Begin Data provided

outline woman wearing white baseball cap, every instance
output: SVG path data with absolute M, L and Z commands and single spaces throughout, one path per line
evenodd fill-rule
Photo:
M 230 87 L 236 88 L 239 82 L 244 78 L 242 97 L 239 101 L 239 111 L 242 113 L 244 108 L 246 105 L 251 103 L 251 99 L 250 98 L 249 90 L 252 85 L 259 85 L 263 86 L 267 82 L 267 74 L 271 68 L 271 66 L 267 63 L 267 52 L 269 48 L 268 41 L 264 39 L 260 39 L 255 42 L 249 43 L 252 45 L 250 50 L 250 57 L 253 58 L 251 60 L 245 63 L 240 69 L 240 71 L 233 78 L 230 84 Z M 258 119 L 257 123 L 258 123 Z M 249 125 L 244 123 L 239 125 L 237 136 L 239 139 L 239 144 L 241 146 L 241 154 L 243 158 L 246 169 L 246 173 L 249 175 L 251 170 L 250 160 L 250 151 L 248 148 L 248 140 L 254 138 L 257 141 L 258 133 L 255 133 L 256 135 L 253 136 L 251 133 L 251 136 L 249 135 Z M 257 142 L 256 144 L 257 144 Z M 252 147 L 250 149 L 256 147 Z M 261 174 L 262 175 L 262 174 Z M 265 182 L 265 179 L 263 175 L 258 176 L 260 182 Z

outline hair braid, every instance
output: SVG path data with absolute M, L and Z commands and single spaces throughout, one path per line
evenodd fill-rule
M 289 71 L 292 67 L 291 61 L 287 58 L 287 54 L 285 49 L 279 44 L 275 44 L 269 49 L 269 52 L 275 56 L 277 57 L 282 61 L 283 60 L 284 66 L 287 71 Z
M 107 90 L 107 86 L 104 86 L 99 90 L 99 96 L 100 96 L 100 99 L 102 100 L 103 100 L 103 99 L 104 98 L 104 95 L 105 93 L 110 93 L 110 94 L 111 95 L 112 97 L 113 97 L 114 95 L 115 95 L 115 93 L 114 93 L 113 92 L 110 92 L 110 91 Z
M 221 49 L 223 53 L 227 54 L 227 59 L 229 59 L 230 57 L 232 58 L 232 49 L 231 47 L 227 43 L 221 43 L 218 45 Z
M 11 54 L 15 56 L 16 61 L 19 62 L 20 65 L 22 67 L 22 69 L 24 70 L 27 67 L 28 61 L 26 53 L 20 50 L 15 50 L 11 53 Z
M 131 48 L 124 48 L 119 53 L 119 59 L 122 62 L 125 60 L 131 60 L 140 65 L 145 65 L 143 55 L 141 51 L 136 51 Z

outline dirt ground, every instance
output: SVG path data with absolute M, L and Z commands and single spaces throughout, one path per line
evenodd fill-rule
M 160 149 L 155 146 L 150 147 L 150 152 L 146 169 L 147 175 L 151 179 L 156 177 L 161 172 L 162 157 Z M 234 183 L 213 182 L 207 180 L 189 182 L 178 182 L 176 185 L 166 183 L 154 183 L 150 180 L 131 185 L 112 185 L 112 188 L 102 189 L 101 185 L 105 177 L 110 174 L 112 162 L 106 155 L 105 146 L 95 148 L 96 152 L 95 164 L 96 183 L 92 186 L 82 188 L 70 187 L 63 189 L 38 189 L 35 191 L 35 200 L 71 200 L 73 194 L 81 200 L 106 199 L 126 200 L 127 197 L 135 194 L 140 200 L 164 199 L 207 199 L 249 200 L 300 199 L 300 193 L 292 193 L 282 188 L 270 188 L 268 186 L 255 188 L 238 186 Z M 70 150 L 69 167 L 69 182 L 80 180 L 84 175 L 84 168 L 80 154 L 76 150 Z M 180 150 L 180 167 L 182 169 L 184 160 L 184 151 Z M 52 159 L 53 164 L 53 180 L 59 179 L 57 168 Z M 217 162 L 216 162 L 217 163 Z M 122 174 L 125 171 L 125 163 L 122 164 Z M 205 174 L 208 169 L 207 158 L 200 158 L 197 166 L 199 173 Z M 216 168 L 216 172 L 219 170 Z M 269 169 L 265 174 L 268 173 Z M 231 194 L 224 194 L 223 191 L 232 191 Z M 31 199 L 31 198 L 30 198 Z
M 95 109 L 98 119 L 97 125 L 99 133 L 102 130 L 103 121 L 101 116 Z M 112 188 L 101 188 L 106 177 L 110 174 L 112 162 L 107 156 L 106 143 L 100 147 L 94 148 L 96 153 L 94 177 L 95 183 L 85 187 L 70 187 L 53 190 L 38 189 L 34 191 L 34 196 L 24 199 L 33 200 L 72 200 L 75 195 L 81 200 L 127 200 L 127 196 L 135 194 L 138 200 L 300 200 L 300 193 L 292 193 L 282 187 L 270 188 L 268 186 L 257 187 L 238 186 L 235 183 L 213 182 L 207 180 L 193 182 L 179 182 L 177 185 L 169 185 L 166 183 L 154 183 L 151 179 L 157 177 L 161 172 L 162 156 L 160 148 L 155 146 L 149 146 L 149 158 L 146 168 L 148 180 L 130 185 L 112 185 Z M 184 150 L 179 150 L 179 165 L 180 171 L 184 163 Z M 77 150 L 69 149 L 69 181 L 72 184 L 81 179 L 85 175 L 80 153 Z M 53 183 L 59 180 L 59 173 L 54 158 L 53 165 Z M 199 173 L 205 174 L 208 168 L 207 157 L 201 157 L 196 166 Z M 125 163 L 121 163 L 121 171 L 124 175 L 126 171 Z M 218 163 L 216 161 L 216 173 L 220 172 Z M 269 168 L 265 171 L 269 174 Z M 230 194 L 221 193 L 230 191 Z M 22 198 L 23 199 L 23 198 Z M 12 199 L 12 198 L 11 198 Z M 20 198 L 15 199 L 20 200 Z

End Data provided

[Work instructions]:
Identify every line of the entries that contains the string "instance", treating uppercase and lowercase as different, and copy each of those lines.

[Exercise result]:
outline woman wearing white baseball cap, every instance
outline hair braid, every instance
outline dirt ground, every instance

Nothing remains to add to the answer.